• **WORK REQUEST**
Report each line from the entries in which "below" can be found.

Dataset entries:
>>>>>
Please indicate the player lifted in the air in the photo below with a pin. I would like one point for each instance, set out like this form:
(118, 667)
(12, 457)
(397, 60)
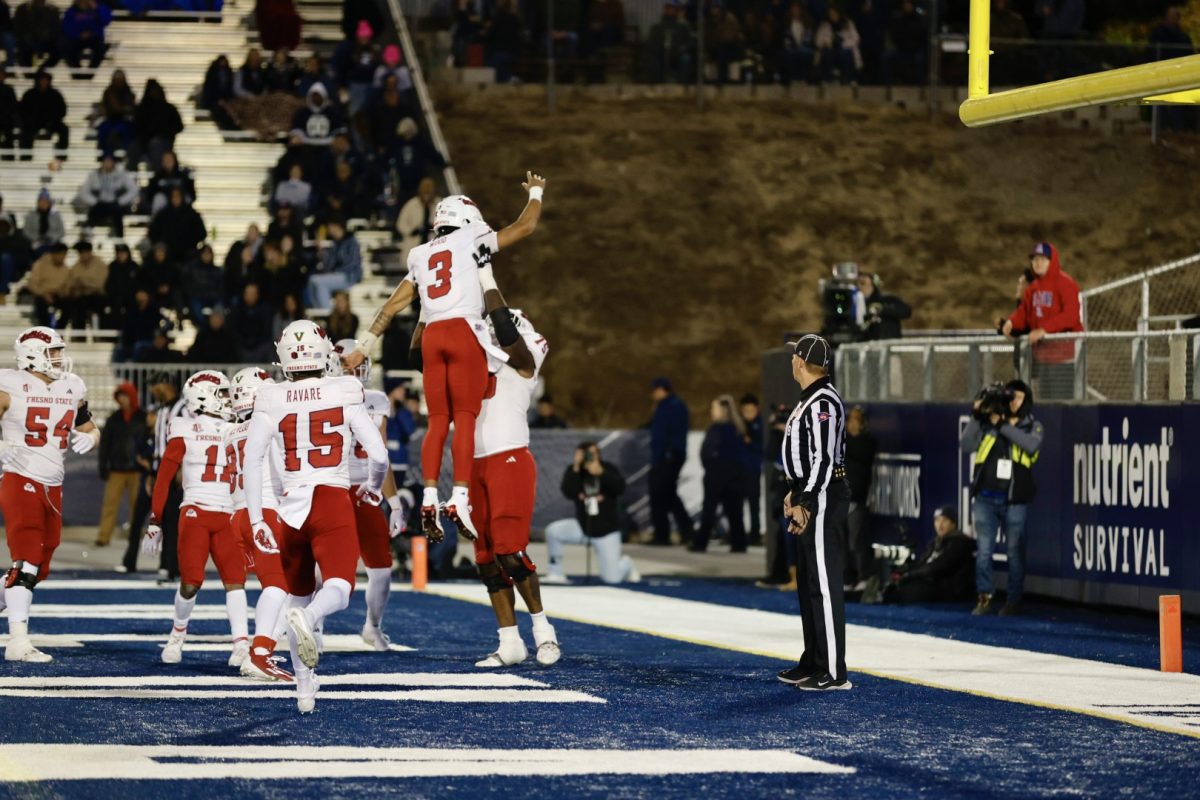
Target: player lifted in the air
(196, 446)
(312, 420)
(43, 409)
(375, 531)
(445, 272)
(268, 566)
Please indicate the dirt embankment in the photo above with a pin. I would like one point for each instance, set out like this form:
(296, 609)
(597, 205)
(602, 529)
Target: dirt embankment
(684, 242)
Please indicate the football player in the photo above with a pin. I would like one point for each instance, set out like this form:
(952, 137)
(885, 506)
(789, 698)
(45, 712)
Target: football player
(312, 420)
(43, 410)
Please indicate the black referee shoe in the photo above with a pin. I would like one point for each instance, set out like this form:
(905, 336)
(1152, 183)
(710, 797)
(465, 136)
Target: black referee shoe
(823, 684)
(796, 674)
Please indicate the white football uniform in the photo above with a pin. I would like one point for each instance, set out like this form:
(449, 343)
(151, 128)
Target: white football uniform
(378, 407)
(312, 423)
(205, 481)
(503, 423)
(40, 420)
(235, 456)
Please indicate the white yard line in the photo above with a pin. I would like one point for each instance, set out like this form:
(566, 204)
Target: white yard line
(1027, 677)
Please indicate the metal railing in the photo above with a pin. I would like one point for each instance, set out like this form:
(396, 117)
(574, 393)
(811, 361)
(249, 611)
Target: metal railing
(1111, 366)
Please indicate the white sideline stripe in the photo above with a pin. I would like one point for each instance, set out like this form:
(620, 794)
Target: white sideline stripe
(1011, 674)
(407, 696)
(430, 679)
(37, 762)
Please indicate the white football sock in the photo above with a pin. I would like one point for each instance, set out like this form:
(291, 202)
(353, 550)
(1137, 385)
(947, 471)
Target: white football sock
(378, 590)
(184, 609)
(334, 596)
(235, 607)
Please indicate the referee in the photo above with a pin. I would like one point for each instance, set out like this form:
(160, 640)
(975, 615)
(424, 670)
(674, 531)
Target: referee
(816, 509)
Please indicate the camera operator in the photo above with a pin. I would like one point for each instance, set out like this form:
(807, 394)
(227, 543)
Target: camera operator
(595, 486)
(1005, 438)
(883, 312)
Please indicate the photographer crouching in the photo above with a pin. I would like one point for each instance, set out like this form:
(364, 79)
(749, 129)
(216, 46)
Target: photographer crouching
(1005, 438)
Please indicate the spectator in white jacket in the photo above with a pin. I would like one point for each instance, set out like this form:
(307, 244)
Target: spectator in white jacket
(107, 194)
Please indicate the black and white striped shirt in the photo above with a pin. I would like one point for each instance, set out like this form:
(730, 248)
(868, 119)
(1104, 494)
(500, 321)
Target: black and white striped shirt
(815, 443)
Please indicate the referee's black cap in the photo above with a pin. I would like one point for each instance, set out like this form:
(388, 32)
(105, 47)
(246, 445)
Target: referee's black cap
(814, 350)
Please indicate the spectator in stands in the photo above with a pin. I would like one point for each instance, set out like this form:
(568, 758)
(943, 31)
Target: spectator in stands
(215, 343)
(179, 226)
(217, 91)
(669, 451)
(142, 322)
(203, 283)
(415, 221)
(107, 194)
(117, 108)
(49, 282)
(861, 447)
(124, 278)
(120, 440)
(291, 308)
(594, 486)
(342, 323)
(282, 73)
(250, 80)
(156, 122)
(503, 37)
(10, 114)
(1050, 306)
(43, 224)
(169, 176)
(905, 62)
(42, 108)
(83, 31)
(279, 24)
(37, 26)
(295, 191)
(838, 53)
(85, 289)
(252, 322)
(885, 312)
(546, 419)
(1005, 443)
(16, 256)
(721, 456)
(942, 573)
(341, 266)
(751, 464)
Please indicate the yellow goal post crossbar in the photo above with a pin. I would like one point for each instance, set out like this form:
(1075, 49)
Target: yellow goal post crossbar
(1171, 82)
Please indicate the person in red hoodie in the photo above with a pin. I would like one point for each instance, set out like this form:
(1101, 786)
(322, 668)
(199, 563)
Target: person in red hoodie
(1050, 305)
(119, 443)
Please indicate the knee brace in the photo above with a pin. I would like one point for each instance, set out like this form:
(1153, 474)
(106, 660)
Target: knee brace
(517, 565)
(493, 577)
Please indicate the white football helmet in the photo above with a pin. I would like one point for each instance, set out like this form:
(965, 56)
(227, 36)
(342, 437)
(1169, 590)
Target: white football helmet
(341, 349)
(245, 386)
(304, 346)
(42, 349)
(208, 392)
(456, 211)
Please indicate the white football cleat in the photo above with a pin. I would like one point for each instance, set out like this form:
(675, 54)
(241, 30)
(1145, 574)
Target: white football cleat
(505, 656)
(22, 649)
(173, 653)
(306, 642)
(306, 691)
(240, 653)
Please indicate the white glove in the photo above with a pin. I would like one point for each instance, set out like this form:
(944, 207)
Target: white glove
(83, 443)
(369, 495)
(151, 543)
(264, 539)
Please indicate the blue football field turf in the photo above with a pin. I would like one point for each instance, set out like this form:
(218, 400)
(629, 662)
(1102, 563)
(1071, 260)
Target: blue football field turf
(616, 693)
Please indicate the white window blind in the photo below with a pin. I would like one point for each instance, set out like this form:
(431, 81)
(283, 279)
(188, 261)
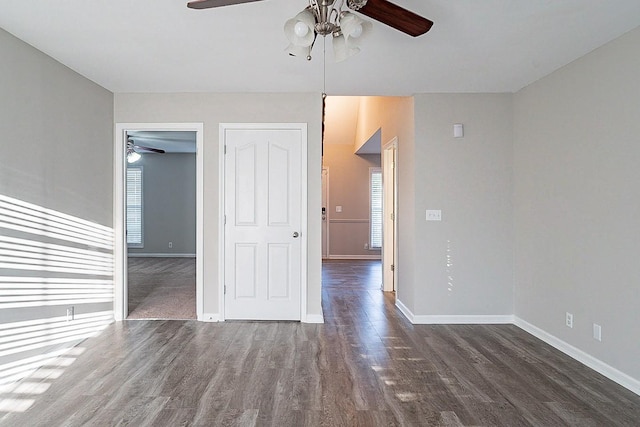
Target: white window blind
(375, 198)
(134, 207)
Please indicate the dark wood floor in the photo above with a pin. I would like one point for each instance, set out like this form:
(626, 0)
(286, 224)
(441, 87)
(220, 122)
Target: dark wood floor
(161, 288)
(366, 366)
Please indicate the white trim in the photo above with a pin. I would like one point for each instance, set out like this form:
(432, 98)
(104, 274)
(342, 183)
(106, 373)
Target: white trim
(474, 319)
(210, 317)
(120, 249)
(377, 170)
(357, 257)
(160, 255)
(392, 146)
(596, 364)
(304, 208)
(575, 353)
(404, 310)
(313, 318)
(325, 196)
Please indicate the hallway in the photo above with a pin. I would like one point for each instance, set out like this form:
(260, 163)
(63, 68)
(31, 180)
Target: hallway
(365, 366)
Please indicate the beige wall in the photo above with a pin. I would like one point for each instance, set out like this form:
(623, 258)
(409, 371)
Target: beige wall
(395, 117)
(213, 109)
(577, 210)
(349, 188)
(462, 265)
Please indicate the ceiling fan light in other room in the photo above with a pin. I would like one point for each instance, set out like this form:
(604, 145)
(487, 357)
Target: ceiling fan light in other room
(300, 29)
(132, 156)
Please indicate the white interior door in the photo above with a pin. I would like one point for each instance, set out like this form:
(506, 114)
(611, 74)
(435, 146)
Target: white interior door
(389, 252)
(263, 208)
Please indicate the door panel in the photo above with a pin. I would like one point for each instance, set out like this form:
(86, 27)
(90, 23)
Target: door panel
(263, 195)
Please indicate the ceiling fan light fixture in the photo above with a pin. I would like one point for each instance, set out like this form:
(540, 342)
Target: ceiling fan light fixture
(300, 30)
(354, 29)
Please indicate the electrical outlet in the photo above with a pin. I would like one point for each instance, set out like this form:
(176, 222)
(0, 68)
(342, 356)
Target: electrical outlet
(597, 332)
(434, 215)
(569, 320)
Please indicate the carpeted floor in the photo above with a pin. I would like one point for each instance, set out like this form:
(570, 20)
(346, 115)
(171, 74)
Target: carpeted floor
(162, 288)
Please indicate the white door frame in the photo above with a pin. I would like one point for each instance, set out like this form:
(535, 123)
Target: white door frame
(325, 198)
(303, 201)
(390, 249)
(120, 306)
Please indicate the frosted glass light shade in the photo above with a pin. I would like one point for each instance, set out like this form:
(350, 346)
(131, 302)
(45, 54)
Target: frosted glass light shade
(295, 27)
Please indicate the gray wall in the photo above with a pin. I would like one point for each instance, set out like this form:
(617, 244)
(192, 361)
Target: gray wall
(577, 210)
(213, 109)
(169, 204)
(57, 151)
(462, 265)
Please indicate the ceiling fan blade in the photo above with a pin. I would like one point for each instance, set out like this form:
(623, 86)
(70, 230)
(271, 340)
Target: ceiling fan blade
(207, 4)
(397, 17)
(154, 150)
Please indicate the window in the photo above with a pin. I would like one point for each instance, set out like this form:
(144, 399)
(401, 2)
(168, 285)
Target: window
(134, 207)
(375, 202)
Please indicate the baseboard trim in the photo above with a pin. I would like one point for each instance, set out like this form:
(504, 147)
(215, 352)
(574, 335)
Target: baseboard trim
<<<<<
• **PROBLEM SOLUTION**
Please indicate the player lifted in the air in the photo below with a pin. I would like one point for each instance, set out like this form:
Please indicate the white window blind in the photo below with a pin. I would like one point for each instance, set out like this form:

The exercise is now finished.